_WORK INSTRUCTIONS:_
(A) In the AP Exchange text, what message type number is KRB-AP-REQ?
(B) Rewrite the AP Exchange text between "The Authenticator proves" and "the decrypted ticket.", inclusive, with "stolen" replaced by "captured".

How clients authenticate to services using service tickets.

After the client obtains a service ticket through the TGS Exchange, it can authenticate directly to the target service. This is the AP Exchange (Application Protocol Exchange) -- the final step in the Kerberos authentication flow.

The critical thing to understand: no domain controller is involved. The service validates the ticket entirely on its own, using only its own secret key.

How It Works¶

The AP Exchange has two messages:

KRB-AP-REQ (message type 14) -- client to service
KRB-AP-REP (message type 15) -- service to client (only if mutual authentication is requested)

Per [RFC 4120 §3.2], the client/server exchange is designed to allow the service to authenticate the client without contacting the KDC.

Step-by-Step Flow¶

sequenceDiagram
    participant C as Client<br/>(alice)
    participant S as Service<br/>(HTTP/web.corp.local)

    Note over C: Has service ticket + <br/>Service Session Key<br/>from TGS Exchange

    C->>S: KRB-AP-REQ<br/>Service Ticket + Authenticator
    Note over S: 1. Decrypt ticket with own secret key<br/>2. Extract Service Session Key<br/>3. Decrypt Authenticator<br/>4. Validate timestamp (within 5 min)<br/>5. Confirm client identity matches ticket

    alt Mutual authentication requested
        S->>C: KRB-AP-REP<br/>Client timestamp re-encrypted<br/>with Service Session Key
        Note over C: Decrypt and verify timestamp<br/>matches what was sent
    end

    Note over C,S: Secure session established<br/>Application communication proceeds

Step 1 -- Client Sends KRB-AP-REQ¶

The client constructs a KRB-AP-REQ message containing two parts:

Service Ticket

The encrypted ticket received from the TGS in the TGS Exchange. The client cannot read or modify this -- it is encrypted with the service's secret key. The client passes it along unchanged.

Authenticator

A freshly created structure encrypted with the Service Session Key (which the client received in the TGS-REP). The Authenticator contains:

Client name and realm (cname, crealm)
Current timestamp (ctime, cusec)
Optional checksum of application data
Optional sub-session key (for establishing a new key for the application session)

The Authenticator proves the client actually possesses the Service Session Key. Without it, a stolen ticket could be replayed by anyone.

Step 2 -- Service Decrypts the Ticket¶

The service receives the KRB-AP-REQ and:

Decrypts the Service Ticket using its own secret key (long-term key). This reveals the EncTicketPart, which contains the Service Session Key, client identity, ticket flags, timestamps, and authorization data (including the PAC).
Extracts the Service Session Key from the decrypted ticket.

Step 3 -- Service Validates the Authenticator¶

Using the extracted Service Session Key, the service:

Decrypts the Authenticator from the KRB-AP-REQ.

_Recorded data:_
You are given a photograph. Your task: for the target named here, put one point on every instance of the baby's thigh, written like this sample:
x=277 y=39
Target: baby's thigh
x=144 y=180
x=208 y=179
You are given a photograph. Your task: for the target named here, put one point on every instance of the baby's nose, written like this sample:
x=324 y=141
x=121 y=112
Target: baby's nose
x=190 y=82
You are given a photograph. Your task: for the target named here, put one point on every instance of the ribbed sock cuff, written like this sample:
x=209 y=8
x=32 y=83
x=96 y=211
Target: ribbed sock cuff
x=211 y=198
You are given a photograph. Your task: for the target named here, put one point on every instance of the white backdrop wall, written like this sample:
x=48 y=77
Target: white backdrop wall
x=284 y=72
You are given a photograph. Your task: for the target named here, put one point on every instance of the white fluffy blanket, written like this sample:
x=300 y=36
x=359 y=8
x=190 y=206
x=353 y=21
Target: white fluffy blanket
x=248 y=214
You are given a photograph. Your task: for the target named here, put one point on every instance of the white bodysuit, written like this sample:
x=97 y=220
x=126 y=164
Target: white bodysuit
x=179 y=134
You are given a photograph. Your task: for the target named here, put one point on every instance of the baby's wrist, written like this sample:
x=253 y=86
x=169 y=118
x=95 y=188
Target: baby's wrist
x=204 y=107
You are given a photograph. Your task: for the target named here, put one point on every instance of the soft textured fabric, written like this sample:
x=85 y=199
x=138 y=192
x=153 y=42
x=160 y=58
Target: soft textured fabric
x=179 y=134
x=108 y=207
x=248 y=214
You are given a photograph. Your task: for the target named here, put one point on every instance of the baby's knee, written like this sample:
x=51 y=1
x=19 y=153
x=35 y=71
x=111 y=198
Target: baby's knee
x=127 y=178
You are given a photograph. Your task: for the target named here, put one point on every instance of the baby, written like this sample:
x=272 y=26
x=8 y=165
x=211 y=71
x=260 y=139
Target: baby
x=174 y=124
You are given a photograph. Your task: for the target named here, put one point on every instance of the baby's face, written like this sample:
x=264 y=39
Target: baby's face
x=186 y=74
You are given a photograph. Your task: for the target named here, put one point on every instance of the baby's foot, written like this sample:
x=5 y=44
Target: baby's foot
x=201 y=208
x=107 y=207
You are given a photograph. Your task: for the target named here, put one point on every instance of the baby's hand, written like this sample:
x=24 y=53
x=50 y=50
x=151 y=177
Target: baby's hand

_ANSWERS TO EACH TASK:_
(A) 14

(B)
The Authenticator proves the client actually possesses the Service Session Key. Without it, a captured ticket could be replayed by anyone.

Step 2 -- Service Decrypts the Ticket¶

The service receives the KRB-AP-REQ and:

Decrypts the Service Ticket using its own secret key (long-term key). This reveals the EncTicketPart, which contains the Service Session Key, client identity, ticket flags, timestamps, and authorization data (including the PAC).
Extracts the Service Session Key from the decrypted ticket.